• _Exercise requirements_
**a.** Duplicate the part of the passage on digital giants and government power below that runs between "We could easily" and "to the situation.", inclusive.
**b.** Pick up the passage on digital giants and government power below where it stops, and continue it.

• _Text shown_
|---|
There is also a debate whether digital giants, like Google, Facebook, Amazon, Alibaba, Tencent, and Microsoft, have become more powerful than governments. Especially with the increasing power of data and AI is making these more critical questions. Those companies have more data, and R&D resources than many national governments will ever be able to amass.

Emerging trends and technological breakthrough

We could easily say those companies and their CEOs control the world. However, the reality is not so black and white. We have also seen development in many other directions. People and governments are also waking up to the situation.

Let’s look at some other trends:

1. COVID-19 has shown that governments still play an essential role. Crucially, they can regulate things by closing businesses, restricting movement and travel, and their role in health care (including vaccine and drug development and distribution). The pandemic may have generated an extreme example, but it still reminds us how governments still have the last say. We also see this in the realm of data privacy regulation (e.g. GDPR and CCPA) and how Silicon Valley executives need to travel occasionally to Capitol Hill to explain issues their businesses generate.

2. In the past decade, we have seen trends in technologies moving towards a centralized model. Nevertheless, that trend has already turned, and we are witnessing new developments adopting decentralized and distributed solutions. We now have, for example, blockchain, cryptos, user-held data, and edge computing. They don’t dominate markets yet, and they have their issues, but they are rapidly developing areas getting considerable traction from users, developers and investors.

3. People are becoming more interested in protecting their digital rights. I recently wrote an article showing that people are interested in privacy and protecting their data. People also consider which data management tools to adopt and how they use them. This also means politicians are becoming more interested in these issues, and it offers opportunities to companies to offer new kinds of digital services to individuals.
|---|
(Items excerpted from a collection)
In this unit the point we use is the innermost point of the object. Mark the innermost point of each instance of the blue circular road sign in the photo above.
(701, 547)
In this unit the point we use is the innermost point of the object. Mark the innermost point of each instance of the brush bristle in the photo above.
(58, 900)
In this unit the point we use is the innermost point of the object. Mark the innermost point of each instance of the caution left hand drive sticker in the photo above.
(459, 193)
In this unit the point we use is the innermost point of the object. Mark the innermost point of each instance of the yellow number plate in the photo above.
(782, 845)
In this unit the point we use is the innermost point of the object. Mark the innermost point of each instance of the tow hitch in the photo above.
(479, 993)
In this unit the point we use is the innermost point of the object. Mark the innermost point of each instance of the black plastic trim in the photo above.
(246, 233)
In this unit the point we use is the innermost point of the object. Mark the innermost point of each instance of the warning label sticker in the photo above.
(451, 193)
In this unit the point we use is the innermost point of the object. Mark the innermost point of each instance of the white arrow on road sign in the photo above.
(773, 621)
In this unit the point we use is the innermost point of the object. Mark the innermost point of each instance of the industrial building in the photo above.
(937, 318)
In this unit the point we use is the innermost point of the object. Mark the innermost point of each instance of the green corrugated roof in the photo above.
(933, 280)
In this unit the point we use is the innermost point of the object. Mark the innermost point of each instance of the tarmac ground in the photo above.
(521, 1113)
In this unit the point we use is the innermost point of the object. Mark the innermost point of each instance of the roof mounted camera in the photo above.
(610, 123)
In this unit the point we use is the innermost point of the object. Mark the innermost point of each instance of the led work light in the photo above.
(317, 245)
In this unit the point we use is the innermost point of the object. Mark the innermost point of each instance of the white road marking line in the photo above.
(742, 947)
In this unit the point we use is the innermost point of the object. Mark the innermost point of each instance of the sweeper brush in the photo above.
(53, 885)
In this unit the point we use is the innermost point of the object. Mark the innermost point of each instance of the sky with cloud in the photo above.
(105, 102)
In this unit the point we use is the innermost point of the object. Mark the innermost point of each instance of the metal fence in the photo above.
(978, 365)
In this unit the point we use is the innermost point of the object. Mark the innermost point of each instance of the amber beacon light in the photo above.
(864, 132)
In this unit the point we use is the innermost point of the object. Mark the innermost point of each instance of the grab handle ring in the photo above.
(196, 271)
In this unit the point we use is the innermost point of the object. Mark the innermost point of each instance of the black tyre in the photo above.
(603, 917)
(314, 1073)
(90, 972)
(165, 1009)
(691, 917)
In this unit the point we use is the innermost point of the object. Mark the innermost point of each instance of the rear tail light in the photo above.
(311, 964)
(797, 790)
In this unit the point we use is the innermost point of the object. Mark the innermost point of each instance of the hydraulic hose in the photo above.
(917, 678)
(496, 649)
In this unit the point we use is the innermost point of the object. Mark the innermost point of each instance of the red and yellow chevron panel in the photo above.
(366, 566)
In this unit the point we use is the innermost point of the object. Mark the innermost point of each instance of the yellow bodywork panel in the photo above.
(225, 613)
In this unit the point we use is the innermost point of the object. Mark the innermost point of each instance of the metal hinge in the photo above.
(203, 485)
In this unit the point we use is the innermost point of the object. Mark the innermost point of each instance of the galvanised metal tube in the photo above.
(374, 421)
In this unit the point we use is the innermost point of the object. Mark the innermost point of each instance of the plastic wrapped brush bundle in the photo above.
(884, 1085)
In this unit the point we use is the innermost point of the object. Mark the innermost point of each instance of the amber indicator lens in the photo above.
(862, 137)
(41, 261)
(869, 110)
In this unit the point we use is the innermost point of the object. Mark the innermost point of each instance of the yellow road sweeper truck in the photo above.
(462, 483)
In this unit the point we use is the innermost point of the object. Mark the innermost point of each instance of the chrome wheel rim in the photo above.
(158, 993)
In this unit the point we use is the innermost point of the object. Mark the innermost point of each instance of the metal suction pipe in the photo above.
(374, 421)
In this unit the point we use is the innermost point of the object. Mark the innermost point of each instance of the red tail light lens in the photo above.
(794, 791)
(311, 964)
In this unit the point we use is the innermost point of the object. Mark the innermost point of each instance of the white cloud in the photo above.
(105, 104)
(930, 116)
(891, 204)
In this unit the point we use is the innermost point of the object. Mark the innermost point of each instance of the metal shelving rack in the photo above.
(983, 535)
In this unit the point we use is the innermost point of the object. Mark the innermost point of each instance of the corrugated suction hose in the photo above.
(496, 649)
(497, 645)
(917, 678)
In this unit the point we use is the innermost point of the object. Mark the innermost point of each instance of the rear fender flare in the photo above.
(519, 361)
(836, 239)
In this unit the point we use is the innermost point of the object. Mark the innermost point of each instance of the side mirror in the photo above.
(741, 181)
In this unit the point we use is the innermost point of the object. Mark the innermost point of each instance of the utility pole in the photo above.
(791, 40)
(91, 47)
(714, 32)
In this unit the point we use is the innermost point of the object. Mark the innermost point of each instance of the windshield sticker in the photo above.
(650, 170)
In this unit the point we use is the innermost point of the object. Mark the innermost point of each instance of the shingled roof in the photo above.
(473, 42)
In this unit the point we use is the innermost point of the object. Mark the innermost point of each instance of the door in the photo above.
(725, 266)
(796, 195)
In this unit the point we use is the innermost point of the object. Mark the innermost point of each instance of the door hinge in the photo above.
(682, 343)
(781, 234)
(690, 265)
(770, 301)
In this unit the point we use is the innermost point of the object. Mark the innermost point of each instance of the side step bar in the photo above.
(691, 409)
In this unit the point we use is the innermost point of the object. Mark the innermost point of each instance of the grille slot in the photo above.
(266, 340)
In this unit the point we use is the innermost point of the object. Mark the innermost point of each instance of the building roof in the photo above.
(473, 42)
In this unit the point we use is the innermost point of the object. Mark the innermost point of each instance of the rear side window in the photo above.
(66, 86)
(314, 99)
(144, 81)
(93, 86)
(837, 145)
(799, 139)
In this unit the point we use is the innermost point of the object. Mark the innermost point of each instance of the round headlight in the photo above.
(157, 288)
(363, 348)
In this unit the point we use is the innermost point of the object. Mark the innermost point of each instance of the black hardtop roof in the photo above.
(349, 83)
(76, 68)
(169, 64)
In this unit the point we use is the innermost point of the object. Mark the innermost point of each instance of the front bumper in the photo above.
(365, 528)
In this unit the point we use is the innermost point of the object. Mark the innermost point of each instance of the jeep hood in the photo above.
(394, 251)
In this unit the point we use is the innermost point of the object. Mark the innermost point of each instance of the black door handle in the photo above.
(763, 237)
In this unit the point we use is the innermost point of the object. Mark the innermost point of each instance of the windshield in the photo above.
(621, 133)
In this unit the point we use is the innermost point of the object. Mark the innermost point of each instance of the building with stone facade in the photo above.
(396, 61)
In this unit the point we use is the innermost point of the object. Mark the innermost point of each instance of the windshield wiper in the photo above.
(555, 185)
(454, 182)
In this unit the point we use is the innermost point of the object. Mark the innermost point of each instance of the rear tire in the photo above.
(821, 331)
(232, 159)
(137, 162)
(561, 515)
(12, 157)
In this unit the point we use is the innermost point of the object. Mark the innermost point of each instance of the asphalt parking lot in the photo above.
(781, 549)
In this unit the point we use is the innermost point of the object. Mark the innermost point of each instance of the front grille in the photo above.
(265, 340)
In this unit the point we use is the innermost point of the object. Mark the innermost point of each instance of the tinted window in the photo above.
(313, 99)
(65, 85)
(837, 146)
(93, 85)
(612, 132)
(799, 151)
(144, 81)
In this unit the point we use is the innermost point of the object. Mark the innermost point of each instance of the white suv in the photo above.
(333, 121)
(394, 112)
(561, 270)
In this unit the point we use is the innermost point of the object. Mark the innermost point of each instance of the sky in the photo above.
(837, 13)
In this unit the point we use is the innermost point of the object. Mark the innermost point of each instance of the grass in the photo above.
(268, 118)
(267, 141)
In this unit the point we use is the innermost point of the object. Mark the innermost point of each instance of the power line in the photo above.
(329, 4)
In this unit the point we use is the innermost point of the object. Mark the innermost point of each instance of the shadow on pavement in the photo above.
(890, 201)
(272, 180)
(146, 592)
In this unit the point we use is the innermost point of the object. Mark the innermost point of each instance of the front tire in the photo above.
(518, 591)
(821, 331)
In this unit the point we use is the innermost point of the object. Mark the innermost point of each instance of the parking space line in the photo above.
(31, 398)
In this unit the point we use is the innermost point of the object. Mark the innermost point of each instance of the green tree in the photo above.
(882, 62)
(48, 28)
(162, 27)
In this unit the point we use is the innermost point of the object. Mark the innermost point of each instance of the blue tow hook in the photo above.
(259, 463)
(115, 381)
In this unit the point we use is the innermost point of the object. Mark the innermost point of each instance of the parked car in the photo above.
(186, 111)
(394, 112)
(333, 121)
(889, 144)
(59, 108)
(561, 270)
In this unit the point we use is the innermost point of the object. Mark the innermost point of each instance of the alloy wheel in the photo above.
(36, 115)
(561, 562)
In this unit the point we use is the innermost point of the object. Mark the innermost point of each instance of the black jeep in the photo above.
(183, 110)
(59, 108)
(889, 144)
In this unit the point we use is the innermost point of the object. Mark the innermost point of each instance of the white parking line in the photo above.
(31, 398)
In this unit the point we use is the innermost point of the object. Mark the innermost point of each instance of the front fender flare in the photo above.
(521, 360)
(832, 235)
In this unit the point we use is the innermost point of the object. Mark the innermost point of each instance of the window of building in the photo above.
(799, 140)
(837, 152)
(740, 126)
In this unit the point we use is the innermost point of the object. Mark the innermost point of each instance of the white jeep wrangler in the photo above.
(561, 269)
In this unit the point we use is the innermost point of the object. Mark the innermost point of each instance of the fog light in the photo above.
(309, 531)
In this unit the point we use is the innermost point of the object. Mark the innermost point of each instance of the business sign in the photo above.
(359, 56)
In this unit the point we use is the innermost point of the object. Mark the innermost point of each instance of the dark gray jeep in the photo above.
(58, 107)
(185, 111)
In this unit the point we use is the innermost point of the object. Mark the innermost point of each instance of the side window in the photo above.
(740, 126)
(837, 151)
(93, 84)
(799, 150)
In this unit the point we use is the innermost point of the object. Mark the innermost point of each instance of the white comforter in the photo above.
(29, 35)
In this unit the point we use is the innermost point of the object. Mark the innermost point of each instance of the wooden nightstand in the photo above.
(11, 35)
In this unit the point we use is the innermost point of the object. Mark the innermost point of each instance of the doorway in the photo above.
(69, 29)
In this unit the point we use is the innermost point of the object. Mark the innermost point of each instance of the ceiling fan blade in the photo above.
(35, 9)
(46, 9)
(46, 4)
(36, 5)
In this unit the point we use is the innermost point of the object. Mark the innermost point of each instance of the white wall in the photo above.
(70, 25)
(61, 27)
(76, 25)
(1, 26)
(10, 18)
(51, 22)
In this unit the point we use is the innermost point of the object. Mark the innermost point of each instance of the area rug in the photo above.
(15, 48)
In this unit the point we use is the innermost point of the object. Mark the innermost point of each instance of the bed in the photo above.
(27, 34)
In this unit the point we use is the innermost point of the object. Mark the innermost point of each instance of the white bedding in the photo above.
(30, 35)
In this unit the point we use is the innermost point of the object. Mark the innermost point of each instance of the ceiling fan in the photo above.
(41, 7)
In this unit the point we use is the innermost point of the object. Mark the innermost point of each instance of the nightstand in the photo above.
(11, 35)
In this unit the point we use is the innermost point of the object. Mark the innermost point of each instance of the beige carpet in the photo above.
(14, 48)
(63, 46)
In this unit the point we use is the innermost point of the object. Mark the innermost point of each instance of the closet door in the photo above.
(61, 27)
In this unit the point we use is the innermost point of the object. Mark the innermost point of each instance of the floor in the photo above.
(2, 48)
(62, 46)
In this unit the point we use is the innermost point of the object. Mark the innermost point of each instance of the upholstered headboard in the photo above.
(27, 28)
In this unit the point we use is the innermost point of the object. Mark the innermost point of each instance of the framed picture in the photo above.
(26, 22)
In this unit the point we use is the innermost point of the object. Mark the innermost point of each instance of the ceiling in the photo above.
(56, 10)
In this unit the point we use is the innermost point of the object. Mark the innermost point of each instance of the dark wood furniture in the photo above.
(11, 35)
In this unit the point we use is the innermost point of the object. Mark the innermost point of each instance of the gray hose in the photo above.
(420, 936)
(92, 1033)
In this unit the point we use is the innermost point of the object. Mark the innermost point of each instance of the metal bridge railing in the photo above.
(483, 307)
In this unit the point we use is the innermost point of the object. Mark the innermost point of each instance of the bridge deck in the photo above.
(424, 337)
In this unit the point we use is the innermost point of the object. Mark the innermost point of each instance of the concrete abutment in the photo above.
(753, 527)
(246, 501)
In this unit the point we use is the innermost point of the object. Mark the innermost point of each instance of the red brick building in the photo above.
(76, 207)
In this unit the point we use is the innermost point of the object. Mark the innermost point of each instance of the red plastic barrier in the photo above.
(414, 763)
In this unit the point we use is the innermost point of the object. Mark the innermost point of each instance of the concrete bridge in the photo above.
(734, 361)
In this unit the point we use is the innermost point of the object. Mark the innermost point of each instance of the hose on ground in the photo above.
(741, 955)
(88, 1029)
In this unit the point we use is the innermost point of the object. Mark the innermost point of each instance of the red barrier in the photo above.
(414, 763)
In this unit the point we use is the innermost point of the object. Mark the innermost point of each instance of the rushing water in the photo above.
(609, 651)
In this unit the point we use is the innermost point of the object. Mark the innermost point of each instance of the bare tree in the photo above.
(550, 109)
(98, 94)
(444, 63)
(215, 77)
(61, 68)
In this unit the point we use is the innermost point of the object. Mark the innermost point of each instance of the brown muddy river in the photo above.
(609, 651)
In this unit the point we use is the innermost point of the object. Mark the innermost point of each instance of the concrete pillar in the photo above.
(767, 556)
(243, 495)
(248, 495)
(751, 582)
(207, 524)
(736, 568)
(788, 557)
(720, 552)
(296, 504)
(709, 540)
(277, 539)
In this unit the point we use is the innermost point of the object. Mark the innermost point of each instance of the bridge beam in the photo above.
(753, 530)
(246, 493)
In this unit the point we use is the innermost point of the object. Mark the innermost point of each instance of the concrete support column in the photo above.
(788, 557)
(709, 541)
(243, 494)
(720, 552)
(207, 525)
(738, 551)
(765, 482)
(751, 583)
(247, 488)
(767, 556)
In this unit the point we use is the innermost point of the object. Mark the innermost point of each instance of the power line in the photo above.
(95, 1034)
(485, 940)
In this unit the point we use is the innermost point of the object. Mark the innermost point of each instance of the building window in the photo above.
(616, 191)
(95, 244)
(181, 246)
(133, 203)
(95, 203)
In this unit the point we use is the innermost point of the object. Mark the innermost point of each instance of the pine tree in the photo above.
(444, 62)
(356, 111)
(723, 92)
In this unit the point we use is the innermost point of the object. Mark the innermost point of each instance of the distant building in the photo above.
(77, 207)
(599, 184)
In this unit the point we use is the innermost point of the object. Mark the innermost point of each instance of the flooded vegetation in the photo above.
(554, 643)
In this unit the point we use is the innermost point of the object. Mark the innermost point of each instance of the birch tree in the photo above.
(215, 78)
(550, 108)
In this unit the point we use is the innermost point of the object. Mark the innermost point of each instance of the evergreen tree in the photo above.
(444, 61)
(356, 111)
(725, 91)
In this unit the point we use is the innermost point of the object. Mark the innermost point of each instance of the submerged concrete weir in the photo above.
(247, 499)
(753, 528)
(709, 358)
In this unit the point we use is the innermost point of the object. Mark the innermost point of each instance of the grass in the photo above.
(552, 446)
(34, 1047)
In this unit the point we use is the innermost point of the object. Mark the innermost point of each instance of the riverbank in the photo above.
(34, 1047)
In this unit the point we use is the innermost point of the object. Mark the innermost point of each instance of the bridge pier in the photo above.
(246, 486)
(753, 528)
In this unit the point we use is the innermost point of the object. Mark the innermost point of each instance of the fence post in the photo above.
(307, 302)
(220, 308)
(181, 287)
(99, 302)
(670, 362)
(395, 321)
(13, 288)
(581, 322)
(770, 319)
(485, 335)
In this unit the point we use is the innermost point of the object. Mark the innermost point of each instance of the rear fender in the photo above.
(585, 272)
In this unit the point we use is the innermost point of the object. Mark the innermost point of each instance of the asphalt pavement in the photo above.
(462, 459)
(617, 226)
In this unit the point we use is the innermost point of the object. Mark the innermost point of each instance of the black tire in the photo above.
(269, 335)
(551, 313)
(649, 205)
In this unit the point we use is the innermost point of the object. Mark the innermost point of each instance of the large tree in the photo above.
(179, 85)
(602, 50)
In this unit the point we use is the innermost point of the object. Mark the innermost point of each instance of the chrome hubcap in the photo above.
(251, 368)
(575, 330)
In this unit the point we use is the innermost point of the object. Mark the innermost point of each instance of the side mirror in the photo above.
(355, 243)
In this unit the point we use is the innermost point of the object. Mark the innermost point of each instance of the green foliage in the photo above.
|---|
• _Written responses_
**a.**
We could easily say those companies and their CEOs control the world. However, the reality is not so black and white. We have also seen development in many other directions. People and governments are also waking up to the situation.

**b.**
4. Also, the employees of the digital giants become more skeptical about how their companies work. This has an impact on what kind of people and competence levels they can attract. At the same time, we see many others keen to develop new solutions relying on technologies such as blockchain and open source.

New decentralized world

We are still at an early stage with new regulations and decentralized solutions that empower individuals. Let’s think of a vision where individuals can collect and store all their data in the cloud or their own servers, choose which country to keep it depending on the legislation they prefer. It is possible to imagine a world where your own AI helps you with your data, your money is in your crypto-wallet, and communications tools are built on decentralized solutions and open source components. These are not yet mainstream solutions, but they are all available now, and they are developing fast.

For governments, the question is not only how to regulate businesses but also individuals. We see how various governments are worried about decentralized solutions and cryptos and want to allow only solutions they can control. Tools to manage the currency and collect taxes are fundamental for any government.

Digital technology has enabled the creation of a few globally dominant tech companies. At the same time, we know that technology development is fast. Microsoft’s monopoly in PC operating systems and antitrust debate to split it now seems like ancient history, although it was only 20 years ago. It’s important to take the regulation of digital companies seriously. Yet, we also witness development that can change things rapidly and empower individuals in the digital world. And it is suitable for most people, governments, and even businesses to get to a more decentralized digital world soon. It is better for the rights of people, but probably better for political systems, too, that people can feel they can control and protect their rights.

1 Comment

  1. Amen to “Let’s think of a vision where individuals can collect and store all their data in the cloud or their own servers…”! I’d add “… and allow others to access it on the fly, but not make copies of it”. The only pragmatic way to own your personal data is to own it exclusively.